SET TASK A:
Return each line of the records that contains the string "phrase".

SUPPLIED TEXT:

——————————

If ever there was a symbol for what astronauts put themselves through in the name of science, it would be this crazy spinning T-handle. Up there in the zero-gravity environment of the International Space Station (ISS), everything happens according to a completely different set of rules, and the things you take for granted on Earth suddenly no longer apply. For example, in zero gravity, your sweat doesn't evaporate, there's a constant concern that your eyeballs might be going flat, and carbonated beverages hurt because it's physically impossible to burp out all that extra gas. But as that T-handle so elegantly demonstrates, we can learn so much from what's going on.

Found recently by Digg, the video above shows an astronaut spinning a T-handle in the SpaceDRUMS (Space Dynamically Responding Ultrasonic Matrix System) facility aboard the ISS, and as they so delicately point out, "You thought things in space pretty much follow the rule 'go in one direction forever' right? Well it turns out you are wrong and not a physicist."

For those of us who aren't physicists, what's going on here? Our friend Henry Reich from MinutePhysics actually discusses it in the video below, when he was lucky enough to ask astronaut Scott Kelly to demonstrate it using a Leatherman tool. He calls it the "instability of rotation around the intermediate axis of an object," and explains that if you rotate an object around its largest and smallest axes, it will spin in a stable, consistent manner.

——————————

A data block:

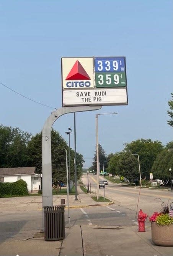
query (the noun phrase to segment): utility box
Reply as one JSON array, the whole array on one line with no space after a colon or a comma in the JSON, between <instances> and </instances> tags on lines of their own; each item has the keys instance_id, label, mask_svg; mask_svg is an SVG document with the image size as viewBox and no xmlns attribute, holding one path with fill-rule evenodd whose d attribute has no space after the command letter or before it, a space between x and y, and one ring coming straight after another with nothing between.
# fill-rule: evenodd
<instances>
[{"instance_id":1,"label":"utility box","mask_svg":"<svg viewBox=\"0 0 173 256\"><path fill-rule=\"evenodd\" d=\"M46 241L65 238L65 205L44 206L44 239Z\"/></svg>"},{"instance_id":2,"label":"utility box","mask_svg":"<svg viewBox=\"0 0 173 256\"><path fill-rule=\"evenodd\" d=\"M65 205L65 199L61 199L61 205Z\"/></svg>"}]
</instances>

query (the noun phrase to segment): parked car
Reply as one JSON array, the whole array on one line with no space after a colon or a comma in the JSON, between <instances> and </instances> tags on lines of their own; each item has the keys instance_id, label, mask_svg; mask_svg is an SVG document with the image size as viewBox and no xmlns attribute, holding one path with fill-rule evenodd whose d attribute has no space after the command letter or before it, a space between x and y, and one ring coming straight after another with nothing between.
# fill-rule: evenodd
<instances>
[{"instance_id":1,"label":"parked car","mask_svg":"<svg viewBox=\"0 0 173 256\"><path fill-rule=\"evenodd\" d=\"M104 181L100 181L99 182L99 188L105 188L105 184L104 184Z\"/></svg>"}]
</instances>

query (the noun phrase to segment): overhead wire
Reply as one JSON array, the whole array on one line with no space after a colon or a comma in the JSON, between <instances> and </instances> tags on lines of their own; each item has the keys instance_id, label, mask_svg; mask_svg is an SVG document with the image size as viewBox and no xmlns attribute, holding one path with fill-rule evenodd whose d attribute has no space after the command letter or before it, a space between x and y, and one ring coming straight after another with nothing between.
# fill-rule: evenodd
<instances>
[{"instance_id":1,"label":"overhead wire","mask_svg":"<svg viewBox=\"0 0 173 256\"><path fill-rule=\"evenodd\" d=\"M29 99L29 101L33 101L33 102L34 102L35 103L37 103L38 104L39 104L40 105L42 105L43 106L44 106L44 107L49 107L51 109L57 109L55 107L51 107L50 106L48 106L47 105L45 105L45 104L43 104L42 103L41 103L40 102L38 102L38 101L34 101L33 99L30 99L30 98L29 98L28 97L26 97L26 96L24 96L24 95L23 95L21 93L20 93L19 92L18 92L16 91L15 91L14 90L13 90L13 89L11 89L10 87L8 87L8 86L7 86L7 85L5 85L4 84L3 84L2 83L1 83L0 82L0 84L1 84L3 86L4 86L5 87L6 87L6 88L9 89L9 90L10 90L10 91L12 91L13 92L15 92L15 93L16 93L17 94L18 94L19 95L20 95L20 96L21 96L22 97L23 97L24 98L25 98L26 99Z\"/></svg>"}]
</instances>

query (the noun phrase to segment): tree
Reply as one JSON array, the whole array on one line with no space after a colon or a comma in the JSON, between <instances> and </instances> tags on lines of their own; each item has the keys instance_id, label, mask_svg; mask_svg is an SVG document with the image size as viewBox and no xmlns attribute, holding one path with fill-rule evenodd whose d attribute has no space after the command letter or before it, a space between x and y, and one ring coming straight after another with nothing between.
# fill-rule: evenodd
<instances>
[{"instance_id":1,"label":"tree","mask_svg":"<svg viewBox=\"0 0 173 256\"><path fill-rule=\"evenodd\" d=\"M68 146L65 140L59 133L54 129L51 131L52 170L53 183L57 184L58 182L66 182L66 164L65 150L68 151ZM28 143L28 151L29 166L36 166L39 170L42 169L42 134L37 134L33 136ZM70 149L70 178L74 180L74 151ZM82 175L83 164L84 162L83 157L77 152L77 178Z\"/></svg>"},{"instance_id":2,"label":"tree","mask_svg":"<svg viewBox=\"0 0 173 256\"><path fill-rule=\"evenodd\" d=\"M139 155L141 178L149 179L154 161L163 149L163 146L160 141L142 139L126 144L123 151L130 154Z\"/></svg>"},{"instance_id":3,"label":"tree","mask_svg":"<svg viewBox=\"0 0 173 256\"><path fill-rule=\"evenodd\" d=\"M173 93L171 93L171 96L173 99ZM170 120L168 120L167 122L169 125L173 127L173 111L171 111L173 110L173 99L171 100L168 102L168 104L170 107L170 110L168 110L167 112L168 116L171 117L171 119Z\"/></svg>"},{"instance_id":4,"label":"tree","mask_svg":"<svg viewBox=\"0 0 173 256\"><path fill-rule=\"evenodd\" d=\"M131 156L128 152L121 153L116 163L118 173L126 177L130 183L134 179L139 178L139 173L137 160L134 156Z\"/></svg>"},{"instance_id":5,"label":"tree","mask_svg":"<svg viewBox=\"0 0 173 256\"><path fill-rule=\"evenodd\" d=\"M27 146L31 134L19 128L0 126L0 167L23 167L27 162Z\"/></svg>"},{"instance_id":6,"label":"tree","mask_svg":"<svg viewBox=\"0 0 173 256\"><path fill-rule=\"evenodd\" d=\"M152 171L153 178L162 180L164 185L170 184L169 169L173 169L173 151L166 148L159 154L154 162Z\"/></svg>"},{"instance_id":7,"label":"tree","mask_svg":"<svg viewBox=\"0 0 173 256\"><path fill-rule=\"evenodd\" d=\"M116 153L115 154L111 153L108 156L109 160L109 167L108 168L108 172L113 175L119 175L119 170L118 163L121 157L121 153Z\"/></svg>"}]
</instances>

——————————

SET TASK B:
Print the whole T-handle text above again, word for word and unchanged.

TASK ANSWER A:
query (the noun phrase to segment): utility box
query (the noun phrase to segment): parked car
query (the noun phrase to segment): overhead wire
query (the noun phrase to segment): tree

TASK ANSWER B:
If ever there was a symbol for what astronauts put themselves through in the name of science, it would be this crazy spinning T-handle. Up there in the zero-gravity environment of the International Space Station (ISS), everything happens according to a completely different set of rules, and the things you take for granted on Earth suddenly no longer apply. For example, in zero gravity, your sweat doesn't evaporate, there's a constant concern that your eyeballs might be going flat, and carbonated beverages hurt because it's physically impossible to burp out all that extra gas. But as that T-handle so elegantly demonstrates, we can learn so much from what's going on.

Found recently by Digg, the video above shows an astronaut spinning a T-handle in the SpaceDRUMS (Space Dynamically Responding Ultrasonic Matrix System) facility aboard the ISS, and as they so delicately point out, "You thought things in space pretty much follow the rule 'go in one direction forever' right? Well it turns out you are wrong and not a physicist."

For those of us who aren't physicists, what's going on here? Our friend Henry Reich from MinutePhysics actually discusses it in the video below, when he was lucky enough to ask astronaut Scott Kelly to demonstrate it using a Leatherman tool. He calls it the "instability of rotation around the intermediate axis of an object," and explains that if you rotate an object around its largest and smallest axes, it will spin in a stable, consistent manner.